Natural-language object grounding data:
○ ○ ○ ○ ○
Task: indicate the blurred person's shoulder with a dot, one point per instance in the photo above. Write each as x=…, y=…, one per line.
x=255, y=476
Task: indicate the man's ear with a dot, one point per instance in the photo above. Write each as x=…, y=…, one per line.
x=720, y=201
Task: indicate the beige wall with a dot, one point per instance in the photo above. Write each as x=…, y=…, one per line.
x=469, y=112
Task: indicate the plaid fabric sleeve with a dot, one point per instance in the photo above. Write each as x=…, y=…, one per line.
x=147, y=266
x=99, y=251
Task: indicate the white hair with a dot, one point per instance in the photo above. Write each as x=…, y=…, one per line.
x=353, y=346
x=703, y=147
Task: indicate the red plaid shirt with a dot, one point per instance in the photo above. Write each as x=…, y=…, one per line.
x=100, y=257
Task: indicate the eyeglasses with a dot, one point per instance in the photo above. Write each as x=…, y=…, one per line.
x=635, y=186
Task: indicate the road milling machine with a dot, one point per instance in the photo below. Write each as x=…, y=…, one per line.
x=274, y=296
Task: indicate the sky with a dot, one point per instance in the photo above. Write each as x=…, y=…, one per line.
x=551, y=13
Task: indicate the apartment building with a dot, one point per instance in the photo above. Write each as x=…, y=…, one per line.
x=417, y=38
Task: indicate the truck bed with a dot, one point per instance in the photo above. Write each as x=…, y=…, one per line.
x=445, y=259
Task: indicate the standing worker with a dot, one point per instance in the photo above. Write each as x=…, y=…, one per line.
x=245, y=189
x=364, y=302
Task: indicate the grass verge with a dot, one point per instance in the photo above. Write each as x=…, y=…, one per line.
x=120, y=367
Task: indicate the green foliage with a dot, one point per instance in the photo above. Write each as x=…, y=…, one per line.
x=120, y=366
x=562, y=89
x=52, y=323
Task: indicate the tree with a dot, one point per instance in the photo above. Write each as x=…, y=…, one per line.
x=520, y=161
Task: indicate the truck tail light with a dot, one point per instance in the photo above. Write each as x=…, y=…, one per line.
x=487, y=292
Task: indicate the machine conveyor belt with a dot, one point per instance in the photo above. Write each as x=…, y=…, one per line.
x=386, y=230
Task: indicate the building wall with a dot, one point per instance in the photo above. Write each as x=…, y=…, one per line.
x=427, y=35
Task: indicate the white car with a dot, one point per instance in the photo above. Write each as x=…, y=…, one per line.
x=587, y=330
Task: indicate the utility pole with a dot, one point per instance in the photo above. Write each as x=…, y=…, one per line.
○ ○ ○ ○ ○
Required action: Set down only the line containing "Task: indicate the green" and the lines after it through the end, exactly as they appear above.

Answer section:
Task: indicate the green foliage with a dot, one point per instance in the photo above. Write each as x=…, y=…, one per line.
x=120, y=366
x=562, y=89
x=52, y=323
Task: indicate the tree with a dot, one point per instance in the photo above. Write each as x=…, y=…, one per line.
x=520, y=161
Task: indicate the truck tail light with a dot, one point per instance in the photo above. Write each as x=…, y=…, one per line.
x=487, y=292
Task: indicate the machine conveyor belt with a dot, one point per instance in the photo above. Write each as x=…, y=…, one per line.
x=386, y=230
Task: indicate the building wall with a dot, one point per instance in the photo above. Write each as x=…, y=…, one per line.
x=427, y=35
Task: indicate the white car with a dot, one point per instance in the photo above. Write each as x=…, y=…, one per line.
x=587, y=330
Task: indicate the utility pole with a dot, one point per instance in the photo above. Write each as x=…, y=…, one per line.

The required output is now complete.